**THE TASKS:**
1. Using the Item 10 financing excerpt, decide whether each statement agrees with it, answering yes or no and quoting the deciding words: (a) The FTC Rule requires specific language in a franchisor's negative disclosure. (b) Under Item 10, a "financing arrangement" includes leases and installment contracts. (c) A franchisor's guarantee of a franchisee's lease is one example of indirectly offered financing.
2. Write the next part of the Item 10 financing excerpt, picking up after its final line.

=== EXCERPT PROVIDED ===

Still, providing information relating to financing arrangements in a tabular format presents the franchise information to prospective franchisees neatly and concisely. Therefore, our team recommend franchisors present Item 10 information in a table. Additionally, our knowledgeable attorneys could describe what information a franchisor must disclose in Item 10 as well as the most effective way to organize it. During a consultation with one of our team members we could also recommend some of the best practices for artful drafting, under Item 10 of the FDD.

Requirements for the Financing Item of the FDD

The Federal Trade Commission (FTC) regulates disclosure requirements and prohibitions concerning franchising under the Amended Franchise Rule, 16 C.F.R. §436.5 (the “FTC Rule”). The particular disclosure requirements for Item 10 are found under § 436.5(j). Under Item 10, franchisors are first required to disclose the existence and terms of each financing arrangement that the franchisor, its agent, or affiliates offer directly or indirectly to the franchisee. The term “financing arrangement” under Item 10 includes leases and installment contracts. Direct financing arrangements offered by the franchisor, its agent, or affiliates are simple enough to spot. Where some confusion arises is determining what makes an offer for financing “indirect.” The FTC Rule attempts to clarify this confusion by providing the following as examples of financing arrangements indirectly offered to the franchisee:

  • A written arrangement between a franchisor or its affiliate and a lender, for the lender to offer financing to a franchisee;
  • An arrangement in which a franchisor or its affiliate receives a benefit from a lender in exchange for financing a franchise purchase; and
  • A franchisor’s guarantee of a note, lease, or other obligation of the franchisee.

Franchisors Who Do Not Offer Financing

If the franchisor, its agents, and its affiliates do not directly or indirectly offer financing arrangements to franchisees, then the franchisor need only provide a negative disclosure stating that the franchisor does not offer any financing. While the FTC Rule does not require that specific language be used in the negative disclosure, below are a few good examples:

  • “We do not offer any direct or indirect financing.”

=== PROVIDED DATA ===

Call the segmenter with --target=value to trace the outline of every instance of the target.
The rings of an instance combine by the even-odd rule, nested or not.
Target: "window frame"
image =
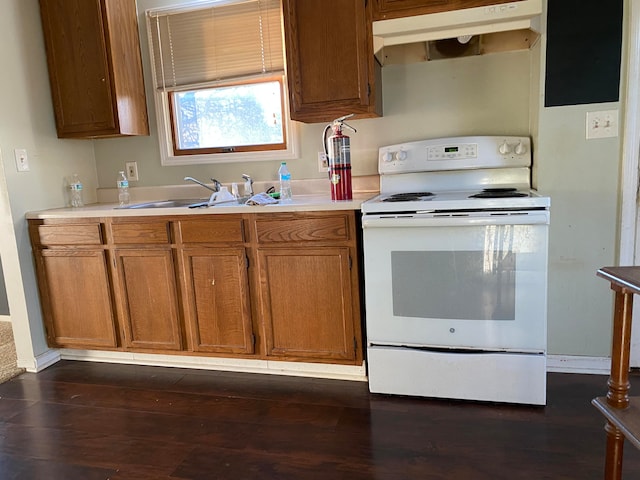
[[[283,78],[282,75],[269,75],[269,76],[264,76],[264,77],[255,77],[252,78],[250,80],[242,80],[242,79],[234,79],[234,80],[230,80],[229,82],[221,82],[219,84],[216,85],[209,85],[209,86],[205,86],[205,87],[198,87],[198,88],[187,88],[187,89],[172,89],[170,92],[168,92],[168,101],[169,101],[169,118],[171,121],[171,131],[172,131],[172,142],[173,142],[173,154],[175,156],[188,156],[188,155],[207,155],[207,154],[212,154],[212,155],[217,155],[217,154],[221,154],[221,153],[233,153],[233,152],[244,152],[244,153],[248,153],[248,152],[262,152],[262,151],[268,151],[268,150],[277,150],[277,151],[284,151],[286,150],[287,147],[287,129],[285,128],[285,108],[284,108],[284,81],[285,79]],[[204,90],[204,89],[212,89],[212,88],[216,88],[216,87],[233,87],[233,86],[240,86],[240,85],[252,85],[252,84],[257,84],[257,83],[266,83],[266,82],[278,82],[278,85],[280,86],[280,98],[281,98],[281,102],[280,102],[280,108],[281,108],[281,112],[280,112],[280,116],[283,120],[282,122],[282,136],[283,136],[283,143],[270,143],[270,144],[254,144],[254,145],[229,145],[226,147],[204,147],[204,148],[189,148],[189,149],[180,149],[178,148],[178,144],[179,144],[179,140],[178,140],[178,134],[179,134],[179,130],[177,128],[177,124],[176,124],[176,118],[175,118],[175,94],[176,93],[182,93],[182,92],[192,92],[192,91],[196,91],[196,90]]]
[[[242,0],[239,0],[242,1]],[[215,5],[235,3],[232,1],[206,1],[198,5]],[[147,10],[147,29],[151,28],[150,13],[158,11],[188,11],[193,5],[184,7],[154,8]],[[284,27],[282,27],[284,28]],[[149,52],[153,52],[153,40],[151,32],[148,32]],[[284,47],[283,47],[284,48]],[[150,59],[152,79],[156,78],[156,67]],[[249,83],[260,79],[279,79],[282,95],[282,123],[286,148],[263,150],[247,149],[238,147],[233,152],[221,151],[223,149],[197,149],[197,153],[176,153],[177,144],[174,141],[173,113],[171,105],[171,95],[173,92],[190,91],[198,88],[227,86],[233,84]],[[216,82],[181,85],[179,87],[156,88],[155,80],[152,80],[152,91],[155,106],[155,117],[157,122],[158,144],[160,148],[160,163],[163,166],[216,164],[216,163],[238,163],[247,161],[274,161],[274,160],[295,160],[300,158],[300,136],[298,122],[291,120],[289,106],[289,91],[286,72],[271,72],[261,75],[234,77]],[[267,146],[269,147],[269,146]],[[216,150],[215,152],[213,150]],[[192,150],[193,151],[193,150]]]

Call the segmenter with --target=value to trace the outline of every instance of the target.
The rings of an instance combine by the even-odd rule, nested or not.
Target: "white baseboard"
[[[43,354],[35,357],[32,362],[29,362],[29,364],[26,365],[23,365],[22,362],[20,362],[20,359],[18,359],[18,368],[24,368],[27,372],[38,373],[59,361],[59,350],[47,350]]]
[[[162,367],[224,370],[229,372],[263,373],[297,377],[330,378],[336,380],[367,381],[365,365],[335,365],[324,363],[281,362],[244,358],[195,357],[157,355],[101,350],[56,350],[61,360],[122,363]],[[56,360],[57,361],[57,360]]]
[[[610,370],[610,357],[547,355],[547,372],[609,375]]]
[[[234,359],[222,357],[196,357],[182,355],[155,355],[133,352],[110,352],[101,350],[48,350],[35,359],[33,365],[18,365],[28,372],[37,373],[59,360],[81,360],[88,362],[122,363],[199,370],[224,370],[230,372],[263,373],[339,380],[367,381],[365,364],[331,365],[322,363],[280,362],[269,360]],[[581,355],[547,355],[547,372],[609,375],[609,357],[587,357]]]

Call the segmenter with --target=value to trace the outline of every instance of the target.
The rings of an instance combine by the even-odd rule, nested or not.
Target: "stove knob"
[[[405,160],[407,158],[407,152],[404,150],[400,150],[396,152],[396,160]]]
[[[500,152],[501,155],[506,155],[507,153],[511,152],[511,147],[509,146],[509,144],[505,140],[502,143],[502,145],[500,145],[500,148],[498,148],[498,151]]]

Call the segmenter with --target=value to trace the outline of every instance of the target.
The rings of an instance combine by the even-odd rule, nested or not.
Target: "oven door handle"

===

**EXPECTED RESULTS:**
1.
(a) No: "While the FTC Rule does not require that specific language be used in the negative disclosure"
(b) Yes: "The term “financing arrangement” under Item 10 includes leases and installment contracts."
(c) Yes: "A franchisor’s guarantee of a note, lease, or other obligation of the franchisee."

2.
  • “We do not offer direct or indirect financing, and we do not guarantee your notes, leases or other obligations.”
  • “We do not offer direct or indirect financing of your initial franchise fee. We do not receive any direct or indirect payments for financing you might obtain. We will not guarantee any financing you might obtain.”

So long as this negative disclosure is made, there is nothing left for a non-financing franchisor to disclose in Item 10.

Franchisors Who Do Offer Financing Arrangements

For those franchisors who offer, or whose agents or affiliates offer, financing arrangements directly or indirectly to franchisees, the next requirement in Item 10 of the FDD is to disclose the material terms and conditions of those financing arrangements. The FTC Rule does not require a particular format for these disclosures but does permit franchisors to summarize the terms of each financing arrangement in tabular form. It also permits franchisors to utilize footnotes as a means to provide additional information, as necessary.

Based on the amount of information that Item 10 calls for franchisors to disclose, as well as the possibility that a franchisor will have to disclose multiple different financing arrangements, it is highly recommended that a franchisor disclose the terms of the relevant financing arrangements in the tabular format recommended by the FTC. Each row in this table represents a separate financing arrangement.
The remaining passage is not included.